_VORGEGEBENER TEXT_
------------------------------------------------
München - Die vor zwei Jahren wiedereingeführte bayerische Grenzpolizei verstößt mit ihrer Arbeit teilweise gegen die Verfassung. Das teilte der bayerische Verfassungsgerichtshof am Freitag bei der Urteilsverkündung in München mit.

Die Befugnisse des Artikels 29 im Polizeiaufgabengesetz verstoßen demnach in Teilen gegen das Rechtsstaatsprinzip. Die generelle Wiedereinführung der Grenzpolizei beanstandeten die Richter aber nicht.

CSU-Chef Markus Söder hatte die 1998 aufgelöste Grenzpolizei nach seiner ersten Wahl zum Ministerpräsidenten wieder ins Leben gerufen. Sie war eines von vielen Prestigeprojekten, mit denen er der kriselnden CSU nach der Flüchtlingskrise neuen Boden unter den Füßen verschaffen wollte. Sein Plan war einfach: Die gerade in Grenznähe infolge der Zuwanderung vielerorts verunsicherten Bayern sollten ein neues Gefühl der Sicherheit erfahren und damit auch resistent werden gegen die rechtspopulistische AfD, die bei Wahlen immer mit der Angst vor Flüchtlingen auf Stimmenfang geht.

Die Landtags-Grünen halten die Grenzpolizei für verfassungswidrig, weil für den Schutz der deutschen Außengrenze allein die Bundespolizei zuständig sei. Nach vielen parlamentarischen Auseinandersetzungen entschieden sie sich für den Gang vor Bayerns oberstes Gericht.

Tatsächlich lief die Zusammenarbeit zwischen den bayerischen Grenzpolizisten und ihren Bundeskollegen bisher geräuschlos und unproblematisch. Für die Grünen ging es bei der Klärung aber um eine "verfassungsrechtliche Herzensangelegenheit", wie es der Landtagsabgeordnete Jürgen Mistol nannte. Aus Sicht von CSU und Staatsregierung ist die Arbeit der Beamten durch eine Rechtsvereinbarung mit dem Bund gedeckt. Da die Bundespolizei weiter federführend agiere, würden deren Kompetenzen nicht verletzt, so die Argumentation.

Bayern geht mit der Grenzpolizei einen umstrittenen Sonderweg. Sie war bereits 1948 eingeführt und unter anderem für die Kontrollen an Grenzübergängen und Flughäfen in Bayern eingesetzt worden. 50 Jahre später, nach dem Wegfall der Grenzkontrollen zur ehemaligen DDR, der Aufhebung der Kontrollen an der Grenze zu Österreich und der Aufweichung der Grenzsituation nach Tschechien wurde sie aufgelöst. Zum 1. August 2018 wurde sie dann im Zuge der Diskussion um Zuwanderung von Flüchtlingen wieder eingeführt.
------------------------------------------------
_AUSZÜGE AUS DATENSÄTZEN_

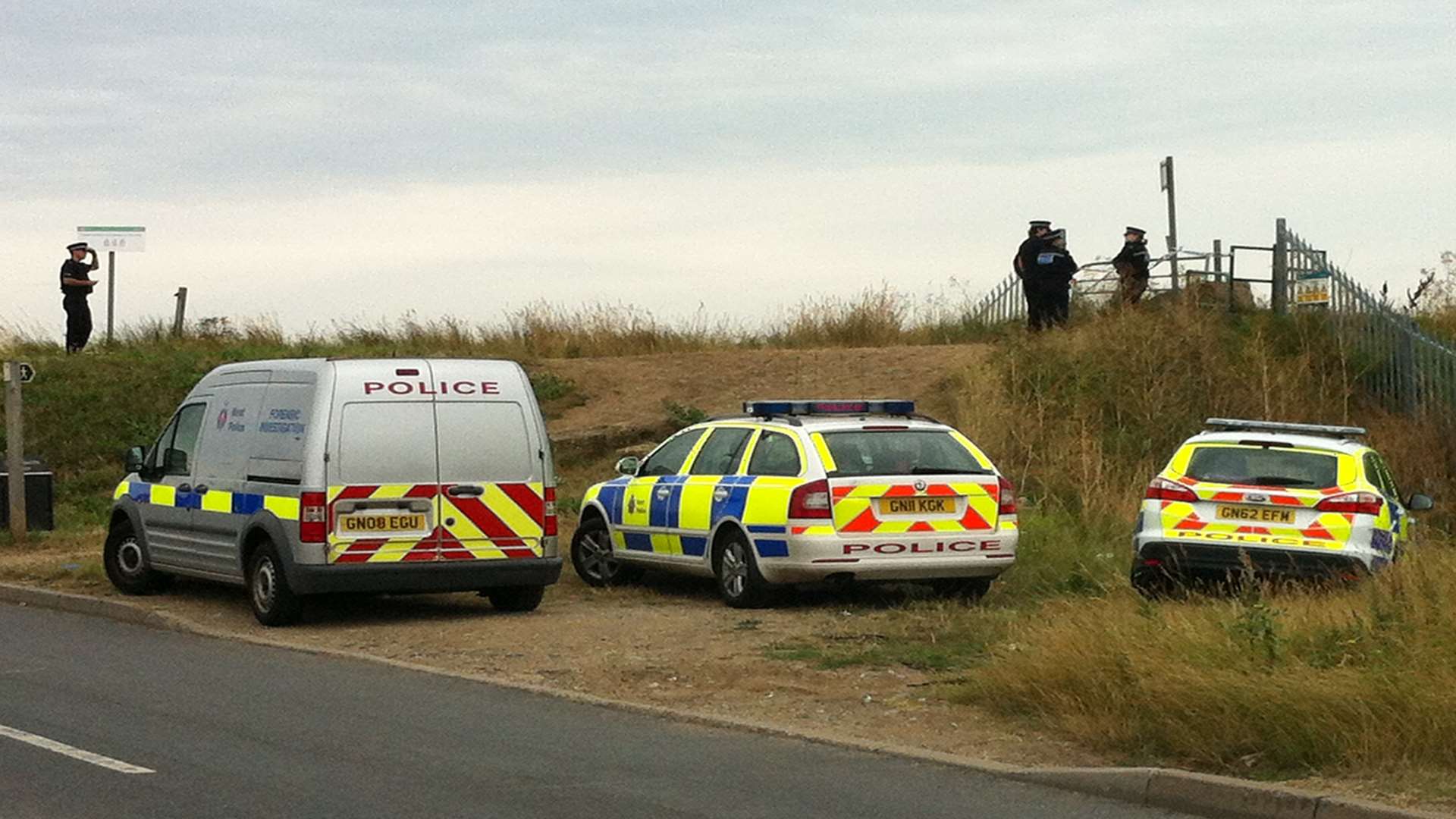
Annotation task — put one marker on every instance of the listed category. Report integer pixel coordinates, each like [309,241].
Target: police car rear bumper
[908,557]
[419,577]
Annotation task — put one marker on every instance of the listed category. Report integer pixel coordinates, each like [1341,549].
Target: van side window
[670,457]
[177,447]
[721,453]
[775,455]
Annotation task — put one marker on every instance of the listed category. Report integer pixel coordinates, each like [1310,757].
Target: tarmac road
[107,719]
------------------------------------------------
_AUFGABEN IM ÜBERBLICK_
A: Überarbeite im Artikel zur bayerischen Grenzpolizei den Abschnitt, der mit den Worten „CSU-Chef Markus Söder“ einsetzt und mit „auf Stimmenfang geht.“ schließt, und setze dabei „Vorzeigeprojekten“ an die Stelle von „Prestigeprojekten“.
B: In welchem Jahr wurde die Grenzpolizei laut dem Artikel zur bayerischen Grenzpolizei aufgelöst?
Das Material hat mit dem Text nichts zu tun.

_LÖSUNGEN JE AUFGABE_
A:
CSU-Chef Markus Söder hatte die 1998 aufgelöste Grenzpolizei nach seiner ersten Wahl zum Ministerpräsidenten wieder ins Leben gerufen. Sie war eines von vielen Vorzeigeprojekten, mit denen er der kriselnden CSU nach der Flüchtlingskrise neuen Boden unter den Füßen verschaffen wollte. Sein Plan war einfach: Die gerade in Grenznähe infolge der Zuwanderung vielerorts verunsicherten Bayern sollten ein neues Gefühl der Sicherheit erfahren und damit auch resistent werden gegen die rechtspopulistische AfD, die bei Wahlen immer mit der Angst vor Flüchtlingen auf Stimmenfang geht.

B: 1998